**Work item**:
Write out the records below from the first line through the line containing "column 334, row 83", leaving out any pictures.

**Material provided**:

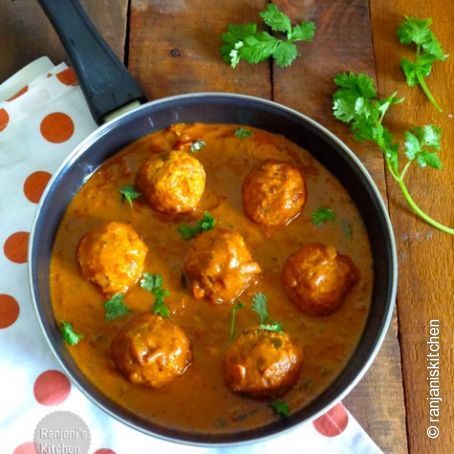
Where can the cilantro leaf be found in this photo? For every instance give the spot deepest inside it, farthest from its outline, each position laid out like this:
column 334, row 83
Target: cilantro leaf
column 129, row 193
column 280, row 407
column 68, row 334
column 115, row 307
column 276, row 19
column 322, row 215
column 303, row 32
column 243, row 133
column 422, row 145
column 275, row 327
column 428, row 51
column 153, row 283
column 355, row 102
column 259, row 305
column 233, row 40
column 197, row 145
column 258, row 47
column 235, row 308
column 206, row 223
column 245, row 42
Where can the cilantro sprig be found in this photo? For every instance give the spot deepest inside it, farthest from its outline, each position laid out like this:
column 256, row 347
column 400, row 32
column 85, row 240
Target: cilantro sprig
column 153, row 283
column 280, row 407
column 260, row 307
column 129, row 193
column 68, row 333
column 206, row 223
column 197, row 145
column 428, row 51
column 246, row 42
column 356, row 103
column 115, row 307
column 322, row 215
column 235, row 308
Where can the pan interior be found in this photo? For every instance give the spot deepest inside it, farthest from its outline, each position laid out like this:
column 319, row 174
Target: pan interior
column 218, row 108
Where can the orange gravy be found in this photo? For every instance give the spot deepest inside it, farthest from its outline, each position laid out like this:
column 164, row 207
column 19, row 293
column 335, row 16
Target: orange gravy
column 200, row 400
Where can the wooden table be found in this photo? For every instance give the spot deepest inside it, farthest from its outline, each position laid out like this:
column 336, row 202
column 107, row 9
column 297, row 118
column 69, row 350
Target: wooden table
column 172, row 47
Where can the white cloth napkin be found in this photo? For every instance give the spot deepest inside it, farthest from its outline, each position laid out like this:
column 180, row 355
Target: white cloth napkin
column 38, row 128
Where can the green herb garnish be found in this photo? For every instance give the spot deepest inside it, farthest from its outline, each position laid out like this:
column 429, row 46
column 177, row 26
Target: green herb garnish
column 206, row 223
column 275, row 327
column 245, row 42
column 322, row 215
column 280, row 408
column 197, row 145
column 259, row 305
column 115, row 307
column 153, row 283
column 235, row 308
column 68, row 334
column 428, row 50
column 243, row 133
column 356, row 103
column 129, row 193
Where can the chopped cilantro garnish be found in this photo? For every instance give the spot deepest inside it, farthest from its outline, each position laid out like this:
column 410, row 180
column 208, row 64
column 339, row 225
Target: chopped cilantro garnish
column 206, row 223
column 322, row 215
column 197, row 145
column 115, row 307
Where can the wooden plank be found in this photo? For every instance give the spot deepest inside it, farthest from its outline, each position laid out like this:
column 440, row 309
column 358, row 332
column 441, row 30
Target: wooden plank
column 343, row 42
column 26, row 34
column 426, row 256
column 174, row 48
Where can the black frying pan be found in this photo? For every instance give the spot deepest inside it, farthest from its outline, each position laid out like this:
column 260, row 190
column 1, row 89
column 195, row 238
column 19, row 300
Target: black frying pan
column 108, row 86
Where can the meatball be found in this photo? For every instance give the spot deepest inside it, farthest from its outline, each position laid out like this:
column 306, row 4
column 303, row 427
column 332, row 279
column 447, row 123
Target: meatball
column 274, row 193
column 262, row 363
column 112, row 256
column 172, row 183
column 316, row 278
column 220, row 266
column 151, row 350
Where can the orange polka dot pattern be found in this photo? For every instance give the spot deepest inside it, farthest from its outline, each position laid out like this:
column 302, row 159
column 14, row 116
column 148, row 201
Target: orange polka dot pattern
column 37, row 146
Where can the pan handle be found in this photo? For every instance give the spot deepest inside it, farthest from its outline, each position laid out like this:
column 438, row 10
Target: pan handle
column 106, row 83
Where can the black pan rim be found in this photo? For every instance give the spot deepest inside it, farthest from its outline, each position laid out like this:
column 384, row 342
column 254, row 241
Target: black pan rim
column 272, row 429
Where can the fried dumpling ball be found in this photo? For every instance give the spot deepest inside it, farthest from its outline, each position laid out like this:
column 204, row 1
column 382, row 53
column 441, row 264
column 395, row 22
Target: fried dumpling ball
column 262, row 363
column 112, row 256
column 151, row 350
column 172, row 182
column 220, row 266
column 274, row 193
column 316, row 278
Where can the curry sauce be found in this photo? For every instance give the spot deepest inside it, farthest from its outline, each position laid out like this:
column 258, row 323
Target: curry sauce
column 200, row 400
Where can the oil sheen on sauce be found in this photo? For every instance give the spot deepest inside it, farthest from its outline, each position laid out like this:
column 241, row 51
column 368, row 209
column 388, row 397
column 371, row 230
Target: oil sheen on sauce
column 200, row 400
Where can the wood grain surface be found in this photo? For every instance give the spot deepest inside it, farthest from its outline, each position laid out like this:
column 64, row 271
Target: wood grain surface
column 426, row 256
column 173, row 47
column 26, row 34
column 343, row 42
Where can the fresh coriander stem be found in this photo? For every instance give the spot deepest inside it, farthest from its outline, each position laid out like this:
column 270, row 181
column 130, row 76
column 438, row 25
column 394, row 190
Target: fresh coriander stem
column 404, row 171
column 427, row 92
column 418, row 210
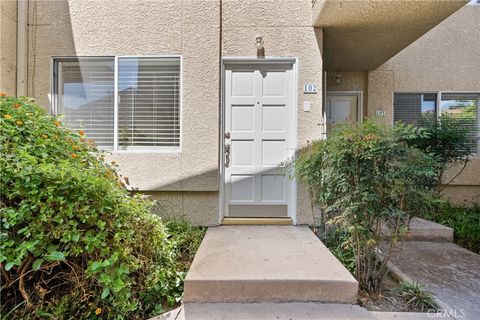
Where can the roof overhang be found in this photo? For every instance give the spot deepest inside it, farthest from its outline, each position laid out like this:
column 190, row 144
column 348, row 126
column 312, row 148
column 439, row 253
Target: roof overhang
column 360, row 35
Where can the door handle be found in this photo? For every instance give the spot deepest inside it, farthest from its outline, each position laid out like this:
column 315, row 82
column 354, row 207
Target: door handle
column 227, row 155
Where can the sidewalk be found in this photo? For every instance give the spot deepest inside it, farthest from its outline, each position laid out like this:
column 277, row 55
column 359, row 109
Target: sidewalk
column 449, row 271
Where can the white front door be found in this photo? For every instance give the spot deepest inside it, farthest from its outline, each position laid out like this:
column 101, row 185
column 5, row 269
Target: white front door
column 259, row 122
column 342, row 109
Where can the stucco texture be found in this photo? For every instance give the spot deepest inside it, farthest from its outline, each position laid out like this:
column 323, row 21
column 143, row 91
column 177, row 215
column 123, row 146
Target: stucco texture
column 445, row 59
column 8, row 47
column 287, row 32
column 189, row 28
column 350, row 81
column 362, row 35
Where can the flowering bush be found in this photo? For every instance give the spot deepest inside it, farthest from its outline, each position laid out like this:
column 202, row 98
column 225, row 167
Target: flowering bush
column 74, row 243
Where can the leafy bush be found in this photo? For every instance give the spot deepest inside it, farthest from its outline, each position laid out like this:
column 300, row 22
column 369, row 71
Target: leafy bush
column 366, row 178
column 465, row 223
column 415, row 295
column 448, row 140
column 339, row 241
column 74, row 243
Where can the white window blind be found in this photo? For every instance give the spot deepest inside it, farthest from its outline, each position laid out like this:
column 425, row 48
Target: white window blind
column 462, row 109
column 148, row 103
column 85, row 89
column 414, row 108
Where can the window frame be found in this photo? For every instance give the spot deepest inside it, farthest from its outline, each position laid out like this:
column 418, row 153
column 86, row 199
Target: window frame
column 159, row 149
column 438, row 112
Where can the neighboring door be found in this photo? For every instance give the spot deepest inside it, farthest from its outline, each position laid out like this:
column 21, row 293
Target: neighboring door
column 259, row 122
column 341, row 109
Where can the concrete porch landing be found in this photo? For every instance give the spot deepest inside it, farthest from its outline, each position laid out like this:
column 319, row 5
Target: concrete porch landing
column 252, row 264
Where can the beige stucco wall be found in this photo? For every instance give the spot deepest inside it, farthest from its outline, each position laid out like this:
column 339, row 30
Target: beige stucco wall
column 8, row 46
column 189, row 179
column 351, row 81
column 287, row 31
column 444, row 59
column 113, row 28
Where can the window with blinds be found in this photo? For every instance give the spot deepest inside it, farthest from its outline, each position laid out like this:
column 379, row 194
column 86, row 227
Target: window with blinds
column 148, row 103
column 414, row 108
column 461, row 109
column 85, row 94
column 147, row 107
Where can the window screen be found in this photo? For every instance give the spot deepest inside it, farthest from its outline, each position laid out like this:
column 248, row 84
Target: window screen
column 462, row 110
column 85, row 94
column 414, row 108
column 148, row 100
column 148, row 103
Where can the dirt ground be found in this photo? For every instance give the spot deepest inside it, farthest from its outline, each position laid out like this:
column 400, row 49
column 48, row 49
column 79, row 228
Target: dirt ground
column 385, row 300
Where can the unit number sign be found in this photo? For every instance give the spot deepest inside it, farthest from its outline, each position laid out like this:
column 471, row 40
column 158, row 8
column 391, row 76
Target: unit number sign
column 309, row 88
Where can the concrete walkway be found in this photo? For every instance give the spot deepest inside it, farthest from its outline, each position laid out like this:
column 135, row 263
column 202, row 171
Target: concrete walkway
column 285, row 311
column 252, row 264
column 450, row 272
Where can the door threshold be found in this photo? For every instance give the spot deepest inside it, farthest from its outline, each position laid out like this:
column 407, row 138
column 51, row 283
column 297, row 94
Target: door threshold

**Written response**:
Where can the cilantro leaf be found in this photo? For every instance give the spot deepest inside it, farthest from its outline, each position laid out like this:
column 334, row 83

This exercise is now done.